Aim = Rewrite the part of the listing below that starts with the line containing "Where can the ceiling" and runs through the end of the listing as a JSON list of strings, one string per line, with blank lines skipped. Leave the pictures out.

Data provided =
◆ ◆ ◆ ◆ ◆
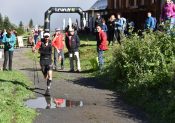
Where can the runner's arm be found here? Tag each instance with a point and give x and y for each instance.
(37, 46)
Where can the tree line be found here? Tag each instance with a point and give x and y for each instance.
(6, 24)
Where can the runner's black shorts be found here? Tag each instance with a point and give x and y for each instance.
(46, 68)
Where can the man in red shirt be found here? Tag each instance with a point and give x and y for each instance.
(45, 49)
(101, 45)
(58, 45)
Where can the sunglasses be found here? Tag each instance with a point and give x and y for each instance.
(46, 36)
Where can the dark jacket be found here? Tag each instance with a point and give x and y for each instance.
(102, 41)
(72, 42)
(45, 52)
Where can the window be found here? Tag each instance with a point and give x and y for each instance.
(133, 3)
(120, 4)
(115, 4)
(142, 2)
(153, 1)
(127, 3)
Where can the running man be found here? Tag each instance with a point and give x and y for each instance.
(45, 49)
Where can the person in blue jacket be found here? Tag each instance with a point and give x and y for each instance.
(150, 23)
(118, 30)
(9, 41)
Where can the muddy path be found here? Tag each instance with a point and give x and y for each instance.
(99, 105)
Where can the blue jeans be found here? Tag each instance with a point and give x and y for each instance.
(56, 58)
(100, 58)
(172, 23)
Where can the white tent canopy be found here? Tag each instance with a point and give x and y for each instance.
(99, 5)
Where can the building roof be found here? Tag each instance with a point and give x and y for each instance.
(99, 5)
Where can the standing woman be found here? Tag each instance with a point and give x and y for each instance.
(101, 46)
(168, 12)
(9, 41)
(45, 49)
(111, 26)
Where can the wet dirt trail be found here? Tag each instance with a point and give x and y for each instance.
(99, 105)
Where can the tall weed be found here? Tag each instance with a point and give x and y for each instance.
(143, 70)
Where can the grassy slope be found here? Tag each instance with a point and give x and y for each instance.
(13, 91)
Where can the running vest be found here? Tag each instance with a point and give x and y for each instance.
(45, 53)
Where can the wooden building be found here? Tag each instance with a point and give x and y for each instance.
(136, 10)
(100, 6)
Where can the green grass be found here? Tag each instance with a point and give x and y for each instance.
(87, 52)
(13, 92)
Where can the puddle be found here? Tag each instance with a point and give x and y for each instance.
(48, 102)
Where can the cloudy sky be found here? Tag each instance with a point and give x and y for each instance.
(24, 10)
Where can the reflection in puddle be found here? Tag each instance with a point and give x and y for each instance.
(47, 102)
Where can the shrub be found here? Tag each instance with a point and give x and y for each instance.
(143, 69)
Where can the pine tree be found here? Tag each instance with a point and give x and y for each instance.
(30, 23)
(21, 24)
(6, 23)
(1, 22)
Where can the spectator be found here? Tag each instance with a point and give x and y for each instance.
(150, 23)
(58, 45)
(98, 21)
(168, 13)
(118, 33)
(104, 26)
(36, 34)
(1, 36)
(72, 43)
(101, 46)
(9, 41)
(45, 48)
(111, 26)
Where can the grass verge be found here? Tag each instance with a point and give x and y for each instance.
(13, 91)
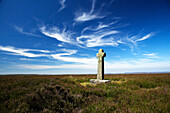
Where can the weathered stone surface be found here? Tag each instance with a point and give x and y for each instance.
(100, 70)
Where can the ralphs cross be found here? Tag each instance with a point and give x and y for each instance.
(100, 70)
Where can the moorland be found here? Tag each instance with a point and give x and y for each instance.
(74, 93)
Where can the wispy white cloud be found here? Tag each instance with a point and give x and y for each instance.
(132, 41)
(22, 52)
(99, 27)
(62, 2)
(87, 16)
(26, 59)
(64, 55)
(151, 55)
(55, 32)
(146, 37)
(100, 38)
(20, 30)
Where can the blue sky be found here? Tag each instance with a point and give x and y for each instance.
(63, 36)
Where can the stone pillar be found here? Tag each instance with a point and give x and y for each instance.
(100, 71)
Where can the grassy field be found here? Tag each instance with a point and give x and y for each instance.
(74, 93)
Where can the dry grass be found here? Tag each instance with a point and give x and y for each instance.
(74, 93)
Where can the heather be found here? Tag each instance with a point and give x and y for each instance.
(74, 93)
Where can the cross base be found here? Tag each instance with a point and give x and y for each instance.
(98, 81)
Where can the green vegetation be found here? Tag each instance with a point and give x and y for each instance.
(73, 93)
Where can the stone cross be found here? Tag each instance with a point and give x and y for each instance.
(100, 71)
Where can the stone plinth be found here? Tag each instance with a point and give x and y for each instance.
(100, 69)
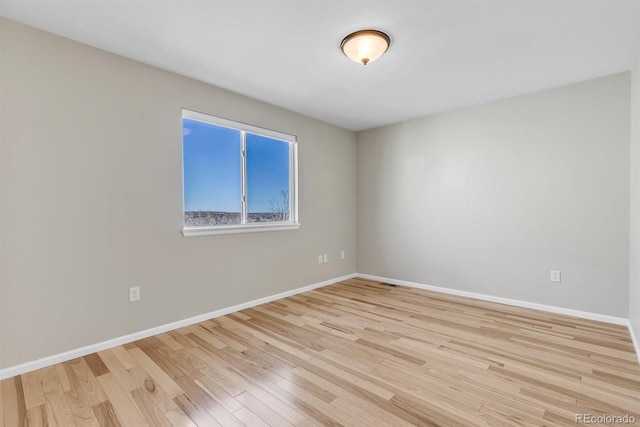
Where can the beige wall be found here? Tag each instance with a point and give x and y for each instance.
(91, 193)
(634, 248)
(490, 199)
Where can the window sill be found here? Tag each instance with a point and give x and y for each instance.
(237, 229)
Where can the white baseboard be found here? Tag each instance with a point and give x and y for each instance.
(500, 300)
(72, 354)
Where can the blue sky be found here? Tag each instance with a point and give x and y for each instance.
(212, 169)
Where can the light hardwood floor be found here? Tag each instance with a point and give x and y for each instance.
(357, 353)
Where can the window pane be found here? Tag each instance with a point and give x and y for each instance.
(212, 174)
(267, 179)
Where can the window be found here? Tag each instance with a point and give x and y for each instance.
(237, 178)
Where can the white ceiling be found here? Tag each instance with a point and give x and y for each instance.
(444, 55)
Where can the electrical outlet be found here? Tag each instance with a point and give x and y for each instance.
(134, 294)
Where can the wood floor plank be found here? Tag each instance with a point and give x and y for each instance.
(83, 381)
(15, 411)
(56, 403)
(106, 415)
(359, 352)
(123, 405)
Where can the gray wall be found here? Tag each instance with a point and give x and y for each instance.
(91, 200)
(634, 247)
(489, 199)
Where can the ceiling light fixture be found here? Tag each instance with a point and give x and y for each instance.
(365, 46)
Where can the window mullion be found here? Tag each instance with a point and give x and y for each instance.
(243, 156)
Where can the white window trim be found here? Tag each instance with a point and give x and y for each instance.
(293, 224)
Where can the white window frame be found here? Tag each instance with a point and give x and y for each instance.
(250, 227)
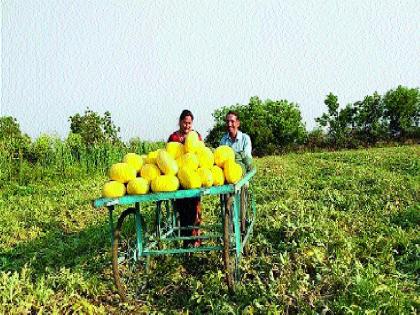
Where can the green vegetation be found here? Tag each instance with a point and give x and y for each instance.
◆ ◆ ◆ ◆ ◆
Answer =
[
  "Where can the ceiling light fixture be found here? Tag each instance with a point and give x and y for each instance.",
  "(365, 46)",
  "Where can the window mullion be found here? Tag each instance with a point and give x and y for each instance.",
  "(243, 156)",
  "Where can the white window trim be found here? Tag each instance with a point and give x and y for each instance.",
  "(293, 224)",
  "Where can the white window frame be found here? Tag each instance with a point and give x and y for each instance.",
  "(250, 227)",
  "Where can the green vegetation be found here? Tag each instance with a point and give x and y for each instance."
]